Encargo A: Reproduzca la crónica sobre Pisco desde "Al llegar a" hasta "una palta rellena.", sustituyendo "mezquita" por "iglesia".
Encargo B: Prosiga la crónica sobre Pisco a partir de la última oración que figura en ella.

--- Texto proporcionado ---

Recuerdos de Pisco y San Clemente


Wilfredo Ardito Vega
La Insignia. Perú, agosto del 2007.

 

La noche del 15 de junio llegué a Pisco. Me habían recomendado alojarme en el Hotel Embassy, pero encontré en internet un albergue más económico, dirigido sobre todo a turistas extranjeros. Estaba en una calle solitaria a una cuadra del cementerio, frente al que había unos muchachos que aparentemente esperaban a un amigo.

El restaurante del albergue estaba cerrado, pero el vigilante me dijo que podría comer en la Plaza de Armas. "Mejor espere un mototaxi -me recomendó-. Es peligroso caminar de noche por acá."

Al final, como no pasaba ningún vehículo, me entregó un plano en inglés de la ciudad y me mostró la ruta. Pero también me advirtió de que evitara el cementerio, porque los chicos que había visto eran pandilleros.

En el trayecto encontré a varias personas que conversaban fuera de sus casas, como en una noche de verano. Algunos me miraban con sobresalto, típico en un lugar anteriormente tranquilos frente a los desconocidos, pero yo saludaba amablemente, para eliminar tensiones.

Al llegar a la plaza, pasé junto a un edificio celeste que asemejaba una mezquita por sus azulejos y columnas: era la municipalidad, construida en la década de 1920. Dejé atrás monumento a San Martín y llegué a la calle Progreso, donde lo único que parecía reflejar este nombre eran los modernos locales de Botica Arcángel e Inkafarma. A su lado estaba el restaurante, donde terminé rápidamente una palta rellena.

--- Datos recopilados ---

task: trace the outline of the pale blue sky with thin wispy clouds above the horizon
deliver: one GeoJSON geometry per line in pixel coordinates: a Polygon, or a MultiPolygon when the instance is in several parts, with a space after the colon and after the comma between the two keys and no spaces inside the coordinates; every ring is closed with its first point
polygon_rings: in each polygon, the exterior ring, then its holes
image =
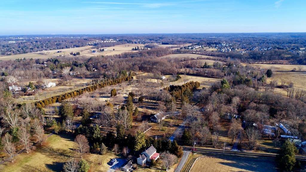
{"type": "Polygon", "coordinates": [[[0,0],[0,35],[306,32],[306,0],[0,0]]]}

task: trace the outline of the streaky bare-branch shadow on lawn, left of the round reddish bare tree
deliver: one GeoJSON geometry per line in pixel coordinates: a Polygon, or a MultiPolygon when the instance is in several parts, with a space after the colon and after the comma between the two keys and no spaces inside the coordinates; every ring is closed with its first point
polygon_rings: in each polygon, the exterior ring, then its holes
{"type": "Polygon", "coordinates": [[[66,149],[56,149],[50,146],[44,146],[44,147],[39,147],[36,150],[41,154],[53,157],[54,159],[66,160],[68,158],[75,158],[75,156],[73,156],[74,152],[66,149]]]}

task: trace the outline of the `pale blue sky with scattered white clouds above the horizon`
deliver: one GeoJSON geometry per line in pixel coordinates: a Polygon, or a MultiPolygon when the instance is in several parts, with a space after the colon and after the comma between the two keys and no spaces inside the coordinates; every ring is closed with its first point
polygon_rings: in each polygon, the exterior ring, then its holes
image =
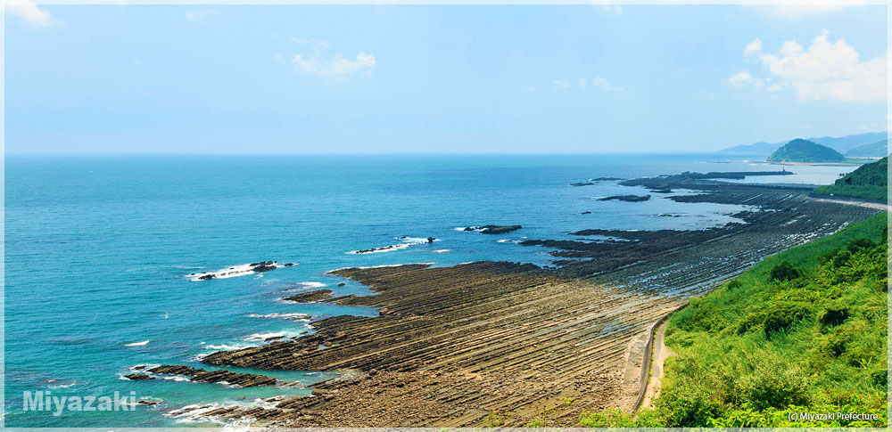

---

Resultado A:
Al llegar a la plaza, pasé junto a un edificio celeste que asemejaba una iglesia por sus azulejos y columnas: era la municipalidad, construida en la década de 1920. Dejé atrás monumento a San Martín y llegué a la calle Progreso, donde lo único que parecía reflejar este nombre eran los modernos locales de Botica Arcángel e Inkafarma. A su lado estaba el restaurante, donde terminé rápidamente una palta rellena.

Resultado B:
Después de revisar mi correo en una cabina de internet, que encontré en una calle peatonal, regresé al hotel por el mismo camino. El vigilante me reprendió por haberme arriesgado a caminar.

-Jamás lo volveré a hacer -declaré.

Al día siguiente, muy temprano, me despertaron las voces de los turistas, que partían hacia las líneas de Nazca. Yo debía ir a San Clemente, un distrito donde los habitantes tienen marcados rasgos andinos y algunas mujeres llevan a sus hijos en lliclla: son migrantes ayacuchanos y huancavelicanos, desplazados por la violencia y la pobreza.

Su nueva vida no ha sido mucho mejor: en medio de la avenida principal, un pequeño monumento recordaba a los mártires de San Clemente. Recordé al anciano Marcelino Sulca, muerto en febrero del año 2002 por el impacto de una bomba lacrimógena en la cabeza. La policía, al mando del entonces ministro Fernando Rospigliosi, había estado arrojando estos proyectiles desde helicópteros para reprimir una protesta de campesinos algodoneros.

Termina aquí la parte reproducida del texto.